▸ **Your task**
Reproduce the listing below verbatim, from its first line through its last.

▸ **Data to use**
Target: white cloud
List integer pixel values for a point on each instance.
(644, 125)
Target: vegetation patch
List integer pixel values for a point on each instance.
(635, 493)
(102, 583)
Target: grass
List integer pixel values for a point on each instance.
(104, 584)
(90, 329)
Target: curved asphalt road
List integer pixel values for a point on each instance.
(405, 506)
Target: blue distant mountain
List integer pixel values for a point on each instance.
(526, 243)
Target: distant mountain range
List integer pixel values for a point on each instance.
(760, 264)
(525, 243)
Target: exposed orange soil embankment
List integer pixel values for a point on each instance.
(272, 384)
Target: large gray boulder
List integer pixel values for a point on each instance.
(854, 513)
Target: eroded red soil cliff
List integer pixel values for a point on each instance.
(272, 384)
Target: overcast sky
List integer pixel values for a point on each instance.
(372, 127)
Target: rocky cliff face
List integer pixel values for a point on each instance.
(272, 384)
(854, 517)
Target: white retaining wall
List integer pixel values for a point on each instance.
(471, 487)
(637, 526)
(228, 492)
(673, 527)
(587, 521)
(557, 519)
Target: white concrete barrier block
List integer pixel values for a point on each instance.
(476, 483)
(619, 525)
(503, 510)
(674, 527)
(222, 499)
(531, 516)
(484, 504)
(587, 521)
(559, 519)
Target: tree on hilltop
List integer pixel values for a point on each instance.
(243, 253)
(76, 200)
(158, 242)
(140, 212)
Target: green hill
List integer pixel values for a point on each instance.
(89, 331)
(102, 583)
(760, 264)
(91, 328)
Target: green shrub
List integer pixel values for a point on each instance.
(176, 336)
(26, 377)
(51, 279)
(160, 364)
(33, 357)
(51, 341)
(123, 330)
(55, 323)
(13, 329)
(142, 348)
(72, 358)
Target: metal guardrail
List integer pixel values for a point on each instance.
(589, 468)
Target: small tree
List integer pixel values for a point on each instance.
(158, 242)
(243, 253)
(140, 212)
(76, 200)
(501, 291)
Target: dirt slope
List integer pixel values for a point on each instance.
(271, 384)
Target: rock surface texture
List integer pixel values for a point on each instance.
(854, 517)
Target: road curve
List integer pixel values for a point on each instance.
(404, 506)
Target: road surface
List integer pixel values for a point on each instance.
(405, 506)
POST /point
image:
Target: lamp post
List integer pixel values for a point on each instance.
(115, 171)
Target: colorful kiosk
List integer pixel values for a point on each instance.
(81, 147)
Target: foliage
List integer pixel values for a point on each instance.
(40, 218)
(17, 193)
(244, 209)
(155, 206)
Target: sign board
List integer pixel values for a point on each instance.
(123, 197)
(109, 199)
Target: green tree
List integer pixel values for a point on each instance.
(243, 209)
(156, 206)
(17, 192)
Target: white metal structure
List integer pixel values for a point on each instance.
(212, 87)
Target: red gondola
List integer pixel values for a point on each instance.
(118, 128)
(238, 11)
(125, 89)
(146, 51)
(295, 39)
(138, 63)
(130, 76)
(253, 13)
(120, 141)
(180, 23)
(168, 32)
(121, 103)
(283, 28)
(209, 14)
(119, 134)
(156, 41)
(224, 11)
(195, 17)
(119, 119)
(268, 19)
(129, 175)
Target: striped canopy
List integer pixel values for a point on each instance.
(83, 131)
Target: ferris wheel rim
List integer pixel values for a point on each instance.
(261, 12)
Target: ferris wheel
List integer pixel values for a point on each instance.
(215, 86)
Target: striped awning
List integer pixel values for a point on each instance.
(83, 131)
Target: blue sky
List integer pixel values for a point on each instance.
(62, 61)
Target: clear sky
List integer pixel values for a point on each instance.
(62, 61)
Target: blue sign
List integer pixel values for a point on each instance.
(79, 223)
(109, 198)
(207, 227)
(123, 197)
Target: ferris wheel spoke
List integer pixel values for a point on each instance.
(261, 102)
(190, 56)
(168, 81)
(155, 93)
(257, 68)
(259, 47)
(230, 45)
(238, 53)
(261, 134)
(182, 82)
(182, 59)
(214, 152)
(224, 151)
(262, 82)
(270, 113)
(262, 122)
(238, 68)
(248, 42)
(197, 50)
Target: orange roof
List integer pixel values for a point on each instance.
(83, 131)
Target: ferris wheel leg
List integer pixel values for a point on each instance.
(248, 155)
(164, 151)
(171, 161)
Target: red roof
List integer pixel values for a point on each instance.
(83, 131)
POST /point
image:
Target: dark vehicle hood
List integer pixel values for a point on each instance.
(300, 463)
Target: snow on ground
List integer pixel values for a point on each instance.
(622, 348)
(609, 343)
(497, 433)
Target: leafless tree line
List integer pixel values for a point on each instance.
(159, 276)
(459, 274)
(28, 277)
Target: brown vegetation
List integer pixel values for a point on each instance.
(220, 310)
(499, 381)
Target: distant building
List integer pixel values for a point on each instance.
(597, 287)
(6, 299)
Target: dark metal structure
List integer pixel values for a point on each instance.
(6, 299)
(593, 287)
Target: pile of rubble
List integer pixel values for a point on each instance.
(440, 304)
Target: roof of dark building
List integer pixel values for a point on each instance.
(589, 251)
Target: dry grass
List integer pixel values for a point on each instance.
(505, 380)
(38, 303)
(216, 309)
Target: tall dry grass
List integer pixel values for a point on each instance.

▸ **Task output**
Target: white cloud
List integer pixel values for a point on each instance.
(644, 125)
Target: vegetation patch
List integer pixel values for a point on each instance.
(635, 493)
(102, 583)
Target: grass
List integer pixel values for a point on each instance.
(104, 584)
(90, 329)
Target: curved asphalt road
List integer pixel values for a point on each instance.
(405, 506)
Target: blue distant mountain
List integer pixel values for a point on each instance.
(526, 243)
Target: distant mountain range
List integer pixel values for a point on each instance.
(760, 264)
(525, 243)
Target: exposed orange soil embankment
List integer pixel values for a point on each instance.
(272, 384)
Target: large gray boulder
List integer pixel values for a point on each instance.
(854, 513)
Target: eroded red soil cliff
List integer pixel values for a point on each instance.
(272, 384)
Target: overcast sky
List integer pixel values for a point on each instance.
(372, 127)
Target: rocky cliff face
List integer pixel values for a point on each instance.
(272, 384)
(854, 517)
Target: white retaining wall
List integer pixel values for a point on each instance.
(471, 487)
(637, 526)
(228, 492)
(673, 527)
(587, 521)
(557, 519)
Target: white concrete barrier block
List integer pixel values for a point on each instance.
(476, 483)
(619, 525)
(503, 510)
(674, 527)
(222, 499)
(531, 516)
(484, 504)
(587, 521)
(559, 519)
Target: tree on hilltop
List integer pixel values for a point on each instance.
(243, 253)
(76, 200)
(158, 242)
(140, 212)
Target: green hill
List integer pixel values for a point on each instance.
(89, 331)
(102, 583)
(760, 264)
(91, 328)
Target: green shrub
List integer pixel values for a point on each instance.
(176, 336)
(26, 377)
(51, 279)
(160, 364)
(33, 357)
(51, 341)
(123, 330)
(55, 323)
(13, 329)
(142, 348)
(72, 358)
Target: metal guardrail
List integer pixel values for a point on each instance.
(589, 468)
Target: small tree
List integer pixel values for a point on each instance.
(158, 242)
(243, 253)
(140, 212)
(76, 200)
(501, 291)
Target: dirt slope
List integer pixel values for a point on each instance.
(271, 384)
Target: rock surface texture
List integer pixel values for a point on each instance.
(854, 517)
Target: road curve
List integer pixel values for a point on each instance.
(404, 506)
Target: road surface
List integer pixel values for a point on each instance.
(405, 506)
POST /point
image:
Target: lamp post
List integer pixel values for a point on each instance.
(115, 171)
Target: colorful kiosk
List integer pixel values for a point on each instance.
(81, 147)
Target: foliage
List integer pixel values for a point on each instance.
(40, 218)
(17, 193)
(244, 209)
(155, 206)
Target: sign board
List integer pixel values for a point on each instance.
(123, 197)
(109, 199)
Target: green tree
List integer pixel values for a point on each instance.
(243, 209)
(156, 206)
(17, 192)
Target: white metal structure
List integer pixel values for a point on each instance.
(212, 87)
Target: red gondola
List integer pixel values for a point on each instance.
(118, 128)
(238, 11)
(125, 89)
(146, 51)
(295, 39)
(138, 63)
(130, 76)
(253, 13)
(120, 141)
(180, 23)
(168, 32)
(121, 103)
(283, 28)
(209, 14)
(119, 134)
(156, 41)
(224, 11)
(195, 17)
(119, 119)
(268, 19)
(129, 175)
Target: striped canopy
List integer pixel values for a point on each instance.
(83, 131)
Target: ferris wheel rim
List integer pixel values for a point on each instance.
(261, 12)
Target: ferris wheel
List integer pixel values for a point on each instance.
(215, 86)
Target: striped awning
List integer pixel values for a point on each instance.
(83, 131)
Target: blue sky
List integer pixel values for a point on each instance.
(62, 61)
Target: clear sky
List integer pixel values for a point on each instance.
(62, 61)
Target: blue sign
List integer pixel values for a point on each instance.
(79, 223)
(109, 198)
(207, 227)
(123, 197)
Target: ferris wheel spoke
List integer pixel values for a point on each instance.
(261, 102)
(190, 56)
(168, 81)
(155, 93)
(257, 68)
(259, 47)
(230, 45)
(238, 53)
(261, 134)
(182, 82)
(182, 59)
(214, 152)
(224, 151)
(262, 82)
(270, 113)
(262, 122)
(238, 68)
(248, 42)
(197, 50)
Target: orange roof
List integer pixel values for a point on each instance.
(83, 131)
Target: ferris wheel leg
List integer pixel values for a point on each instance.
(248, 155)
(164, 151)
(171, 161)
Target: red roof
List integer pixel values for a point on each instance.
(83, 131)
POST /point
image:
Target: dark vehicle hood
List integer pixel values for a point on each instance.
(300, 463)
Target: snow on ground
List integer pixel values for a point on each instance.
(622, 348)
(609, 343)
(497, 433)
Target: leafless tree line
List integer pixel values for a point on each instance.
(159, 276)
(459, 274)
(28, 277)
Target: brown vegetation
List integer pixel values for a point on each instance.
(220, 310)
(499, 381)
Target: distant building
List integer pixel values for a point on each instance.
(597, 287)
(6, 299)
Target: dark metal structure
List integer pixel values for a point on each instance.
(6, 299)
(593, 287)
Target: pile of rubble
List integer pixel values for a point on each instance.
(440, 304)
Target: roof of dark building
List integer pixel values for a point on each instance.
(589, 251)
Target: dry grass
List integer pixel values for a point on each instance.
(505, 380)
(38, 303)
(216, 309)
Target: tall dry grass
List integer pixel values for a point on each instance.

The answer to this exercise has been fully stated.